┏━━

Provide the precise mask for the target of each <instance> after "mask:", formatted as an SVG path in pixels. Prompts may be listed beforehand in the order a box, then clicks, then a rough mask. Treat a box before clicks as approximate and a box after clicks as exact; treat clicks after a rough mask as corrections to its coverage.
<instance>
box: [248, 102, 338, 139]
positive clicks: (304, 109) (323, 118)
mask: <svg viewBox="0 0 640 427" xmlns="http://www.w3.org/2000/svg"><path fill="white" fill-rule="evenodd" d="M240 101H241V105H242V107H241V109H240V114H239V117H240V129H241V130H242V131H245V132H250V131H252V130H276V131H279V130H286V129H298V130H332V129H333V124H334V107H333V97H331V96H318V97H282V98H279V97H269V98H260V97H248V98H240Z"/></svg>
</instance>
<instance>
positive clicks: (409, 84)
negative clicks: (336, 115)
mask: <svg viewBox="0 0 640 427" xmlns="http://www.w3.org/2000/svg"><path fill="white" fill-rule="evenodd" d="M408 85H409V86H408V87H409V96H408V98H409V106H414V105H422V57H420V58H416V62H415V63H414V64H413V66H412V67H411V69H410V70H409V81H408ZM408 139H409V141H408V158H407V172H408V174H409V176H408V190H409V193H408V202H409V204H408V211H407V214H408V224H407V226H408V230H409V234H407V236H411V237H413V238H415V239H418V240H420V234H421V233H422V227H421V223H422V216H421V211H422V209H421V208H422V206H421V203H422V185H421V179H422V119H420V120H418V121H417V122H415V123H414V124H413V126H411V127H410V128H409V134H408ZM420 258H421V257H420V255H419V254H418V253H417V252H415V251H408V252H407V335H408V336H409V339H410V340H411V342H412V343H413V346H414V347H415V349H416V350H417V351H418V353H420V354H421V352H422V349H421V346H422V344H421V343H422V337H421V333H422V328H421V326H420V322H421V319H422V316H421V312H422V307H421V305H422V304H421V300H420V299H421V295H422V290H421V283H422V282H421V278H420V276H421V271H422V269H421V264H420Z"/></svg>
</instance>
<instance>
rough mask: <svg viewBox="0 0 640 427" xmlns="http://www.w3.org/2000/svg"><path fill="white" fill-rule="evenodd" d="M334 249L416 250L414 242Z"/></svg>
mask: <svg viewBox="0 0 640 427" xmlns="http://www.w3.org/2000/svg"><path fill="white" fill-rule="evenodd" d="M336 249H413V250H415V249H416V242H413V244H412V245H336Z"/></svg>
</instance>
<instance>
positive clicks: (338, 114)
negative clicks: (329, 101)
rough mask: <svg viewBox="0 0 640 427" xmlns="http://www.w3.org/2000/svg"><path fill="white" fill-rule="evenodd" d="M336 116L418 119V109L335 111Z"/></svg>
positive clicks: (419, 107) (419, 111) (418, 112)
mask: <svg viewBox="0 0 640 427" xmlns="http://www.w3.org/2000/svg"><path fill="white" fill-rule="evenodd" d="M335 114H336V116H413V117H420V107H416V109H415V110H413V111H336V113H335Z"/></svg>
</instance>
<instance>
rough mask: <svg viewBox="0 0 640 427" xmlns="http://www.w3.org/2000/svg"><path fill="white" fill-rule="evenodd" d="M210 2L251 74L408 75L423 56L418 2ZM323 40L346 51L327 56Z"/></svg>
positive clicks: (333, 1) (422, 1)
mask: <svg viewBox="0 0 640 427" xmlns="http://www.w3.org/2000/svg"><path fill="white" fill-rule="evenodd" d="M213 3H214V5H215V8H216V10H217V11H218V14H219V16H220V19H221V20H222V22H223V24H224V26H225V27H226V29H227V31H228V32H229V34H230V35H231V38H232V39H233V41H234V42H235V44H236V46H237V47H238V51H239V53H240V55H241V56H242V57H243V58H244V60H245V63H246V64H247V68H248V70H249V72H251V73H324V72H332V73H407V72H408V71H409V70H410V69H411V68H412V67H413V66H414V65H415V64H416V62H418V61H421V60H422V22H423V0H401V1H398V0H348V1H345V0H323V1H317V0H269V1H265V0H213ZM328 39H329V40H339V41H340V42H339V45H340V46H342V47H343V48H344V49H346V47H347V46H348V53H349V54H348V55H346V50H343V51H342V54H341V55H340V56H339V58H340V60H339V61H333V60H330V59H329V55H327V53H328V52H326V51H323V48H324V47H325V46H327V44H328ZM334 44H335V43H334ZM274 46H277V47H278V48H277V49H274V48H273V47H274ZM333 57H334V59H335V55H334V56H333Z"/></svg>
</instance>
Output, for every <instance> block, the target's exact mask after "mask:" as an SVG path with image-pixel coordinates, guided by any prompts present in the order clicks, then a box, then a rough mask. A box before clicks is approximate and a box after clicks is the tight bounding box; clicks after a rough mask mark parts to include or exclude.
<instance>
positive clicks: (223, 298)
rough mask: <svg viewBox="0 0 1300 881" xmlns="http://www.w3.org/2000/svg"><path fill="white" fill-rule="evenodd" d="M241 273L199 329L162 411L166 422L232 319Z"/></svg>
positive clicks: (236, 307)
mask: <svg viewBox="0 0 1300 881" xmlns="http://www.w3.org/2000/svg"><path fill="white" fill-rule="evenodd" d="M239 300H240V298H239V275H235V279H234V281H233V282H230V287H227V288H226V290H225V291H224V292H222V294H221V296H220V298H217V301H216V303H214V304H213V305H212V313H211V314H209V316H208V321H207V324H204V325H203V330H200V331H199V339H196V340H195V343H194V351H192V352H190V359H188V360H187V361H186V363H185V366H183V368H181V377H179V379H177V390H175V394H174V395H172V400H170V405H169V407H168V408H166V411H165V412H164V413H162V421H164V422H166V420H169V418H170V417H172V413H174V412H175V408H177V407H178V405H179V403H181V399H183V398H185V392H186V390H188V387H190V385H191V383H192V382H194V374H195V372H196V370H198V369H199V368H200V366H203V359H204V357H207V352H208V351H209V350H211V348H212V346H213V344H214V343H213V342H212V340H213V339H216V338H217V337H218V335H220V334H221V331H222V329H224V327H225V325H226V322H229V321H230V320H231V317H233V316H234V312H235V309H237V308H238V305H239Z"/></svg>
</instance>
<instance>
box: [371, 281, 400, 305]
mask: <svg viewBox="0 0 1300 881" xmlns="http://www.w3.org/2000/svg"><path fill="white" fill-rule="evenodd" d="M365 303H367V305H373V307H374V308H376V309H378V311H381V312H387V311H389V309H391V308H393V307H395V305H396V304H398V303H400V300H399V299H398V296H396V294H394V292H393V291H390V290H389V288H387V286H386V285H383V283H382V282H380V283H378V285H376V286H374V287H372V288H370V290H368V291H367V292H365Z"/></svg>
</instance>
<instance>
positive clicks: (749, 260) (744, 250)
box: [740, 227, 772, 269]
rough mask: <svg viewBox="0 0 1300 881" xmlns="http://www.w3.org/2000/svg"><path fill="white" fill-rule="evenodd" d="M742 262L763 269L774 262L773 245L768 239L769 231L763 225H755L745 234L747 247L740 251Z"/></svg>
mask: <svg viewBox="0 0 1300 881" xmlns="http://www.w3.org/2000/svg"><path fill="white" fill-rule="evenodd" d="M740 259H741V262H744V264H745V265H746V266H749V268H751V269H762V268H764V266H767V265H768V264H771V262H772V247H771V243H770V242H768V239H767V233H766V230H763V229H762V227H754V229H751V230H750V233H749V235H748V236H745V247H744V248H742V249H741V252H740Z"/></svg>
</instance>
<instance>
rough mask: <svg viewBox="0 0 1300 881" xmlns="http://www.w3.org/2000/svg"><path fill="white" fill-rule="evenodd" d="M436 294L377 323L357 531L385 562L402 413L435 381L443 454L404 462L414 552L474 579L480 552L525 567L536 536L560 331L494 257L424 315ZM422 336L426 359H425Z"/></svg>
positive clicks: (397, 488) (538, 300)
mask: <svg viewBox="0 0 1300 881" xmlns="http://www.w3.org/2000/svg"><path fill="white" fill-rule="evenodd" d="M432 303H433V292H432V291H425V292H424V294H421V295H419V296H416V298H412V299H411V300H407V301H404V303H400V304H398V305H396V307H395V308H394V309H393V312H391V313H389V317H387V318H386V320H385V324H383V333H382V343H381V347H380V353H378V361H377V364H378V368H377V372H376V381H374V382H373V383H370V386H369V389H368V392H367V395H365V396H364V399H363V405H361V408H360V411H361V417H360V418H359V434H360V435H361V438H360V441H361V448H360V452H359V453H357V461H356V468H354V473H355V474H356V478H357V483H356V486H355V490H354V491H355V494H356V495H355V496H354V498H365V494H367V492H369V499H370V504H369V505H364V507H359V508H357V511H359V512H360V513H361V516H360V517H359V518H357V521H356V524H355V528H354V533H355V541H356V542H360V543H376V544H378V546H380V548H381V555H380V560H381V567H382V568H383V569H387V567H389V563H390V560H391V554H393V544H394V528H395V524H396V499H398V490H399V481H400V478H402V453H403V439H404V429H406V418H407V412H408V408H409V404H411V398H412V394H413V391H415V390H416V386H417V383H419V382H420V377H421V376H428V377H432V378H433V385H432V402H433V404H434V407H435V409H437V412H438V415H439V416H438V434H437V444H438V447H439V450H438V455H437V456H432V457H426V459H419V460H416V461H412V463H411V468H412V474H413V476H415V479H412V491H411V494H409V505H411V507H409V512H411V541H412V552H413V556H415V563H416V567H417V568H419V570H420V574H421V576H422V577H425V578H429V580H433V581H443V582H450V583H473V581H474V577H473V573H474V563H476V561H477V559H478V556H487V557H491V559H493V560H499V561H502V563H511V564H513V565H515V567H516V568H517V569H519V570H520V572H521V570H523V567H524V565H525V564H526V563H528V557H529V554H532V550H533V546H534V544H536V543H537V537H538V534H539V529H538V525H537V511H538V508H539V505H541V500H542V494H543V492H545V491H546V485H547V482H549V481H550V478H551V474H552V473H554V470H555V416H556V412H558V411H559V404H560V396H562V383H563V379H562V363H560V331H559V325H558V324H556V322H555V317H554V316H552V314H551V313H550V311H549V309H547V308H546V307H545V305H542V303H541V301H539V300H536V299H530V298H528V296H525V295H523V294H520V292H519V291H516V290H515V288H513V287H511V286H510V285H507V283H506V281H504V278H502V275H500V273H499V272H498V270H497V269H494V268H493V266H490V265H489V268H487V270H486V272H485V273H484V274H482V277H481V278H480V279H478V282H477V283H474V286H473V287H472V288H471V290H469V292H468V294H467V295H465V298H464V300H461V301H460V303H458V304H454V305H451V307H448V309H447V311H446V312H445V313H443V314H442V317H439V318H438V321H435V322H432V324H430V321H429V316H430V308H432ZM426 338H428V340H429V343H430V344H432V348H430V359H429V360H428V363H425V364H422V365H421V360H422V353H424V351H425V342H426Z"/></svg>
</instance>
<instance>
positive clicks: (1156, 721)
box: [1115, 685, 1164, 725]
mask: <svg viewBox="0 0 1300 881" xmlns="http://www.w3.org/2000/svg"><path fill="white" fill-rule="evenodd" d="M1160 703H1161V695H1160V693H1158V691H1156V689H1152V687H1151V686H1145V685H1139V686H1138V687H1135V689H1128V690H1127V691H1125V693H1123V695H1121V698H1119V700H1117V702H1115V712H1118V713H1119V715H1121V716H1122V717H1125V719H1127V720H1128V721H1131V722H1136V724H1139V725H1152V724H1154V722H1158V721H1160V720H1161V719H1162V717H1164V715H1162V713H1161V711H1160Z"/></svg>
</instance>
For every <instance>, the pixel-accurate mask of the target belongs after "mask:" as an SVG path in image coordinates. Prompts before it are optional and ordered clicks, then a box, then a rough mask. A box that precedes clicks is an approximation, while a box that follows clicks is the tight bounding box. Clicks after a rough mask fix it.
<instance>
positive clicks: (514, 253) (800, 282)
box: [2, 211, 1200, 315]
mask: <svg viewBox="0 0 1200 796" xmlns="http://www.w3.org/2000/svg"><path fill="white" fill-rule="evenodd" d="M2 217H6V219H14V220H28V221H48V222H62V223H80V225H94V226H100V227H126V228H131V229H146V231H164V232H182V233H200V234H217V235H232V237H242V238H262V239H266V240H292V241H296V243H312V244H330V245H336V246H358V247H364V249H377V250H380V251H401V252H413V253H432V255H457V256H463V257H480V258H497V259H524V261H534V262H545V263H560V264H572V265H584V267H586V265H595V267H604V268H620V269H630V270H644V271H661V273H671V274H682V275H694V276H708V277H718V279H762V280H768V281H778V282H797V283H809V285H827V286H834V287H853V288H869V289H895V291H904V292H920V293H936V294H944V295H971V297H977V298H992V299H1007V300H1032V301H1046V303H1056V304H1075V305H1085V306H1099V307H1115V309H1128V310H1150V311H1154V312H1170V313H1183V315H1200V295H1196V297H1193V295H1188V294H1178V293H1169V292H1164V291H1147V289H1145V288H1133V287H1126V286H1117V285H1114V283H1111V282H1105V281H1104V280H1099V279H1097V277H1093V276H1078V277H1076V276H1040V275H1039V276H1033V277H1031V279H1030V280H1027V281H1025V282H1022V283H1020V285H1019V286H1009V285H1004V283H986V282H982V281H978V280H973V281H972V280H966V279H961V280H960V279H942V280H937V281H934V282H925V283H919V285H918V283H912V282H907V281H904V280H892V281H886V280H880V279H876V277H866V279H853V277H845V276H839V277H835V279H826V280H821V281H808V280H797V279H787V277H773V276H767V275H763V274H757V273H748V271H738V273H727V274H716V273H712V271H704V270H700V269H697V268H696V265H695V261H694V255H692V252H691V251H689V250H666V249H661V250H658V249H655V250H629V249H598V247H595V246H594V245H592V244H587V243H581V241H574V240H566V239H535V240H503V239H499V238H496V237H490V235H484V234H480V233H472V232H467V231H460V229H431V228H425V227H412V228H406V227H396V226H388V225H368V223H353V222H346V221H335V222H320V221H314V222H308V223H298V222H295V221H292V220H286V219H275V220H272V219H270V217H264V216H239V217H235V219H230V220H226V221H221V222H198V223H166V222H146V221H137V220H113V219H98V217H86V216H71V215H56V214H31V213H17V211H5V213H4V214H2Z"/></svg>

┗━━

▸ **BRIEF**
Which lines of the listing contain the word "positive", with case counting? List each of those lines in full.

▸ **SOLUTION BELOW**
positive clicks: (304, 109) (323, 118)
positive clicks: (409, 84)
positive clicks: (338, 114)
positive clicks: (419, 107) (419, 111) (418, 112)
positive clicks: (333, 1) (422, 1)
positive clicks: (223, 298)
positive clicks: (236, 307)
positive clicks: (749, 260) (744, 250)
positive clicks: (397, 488) (538, 300)
positive clicks: (1156, 721)
positive clicks: (514, 253) (800, 282)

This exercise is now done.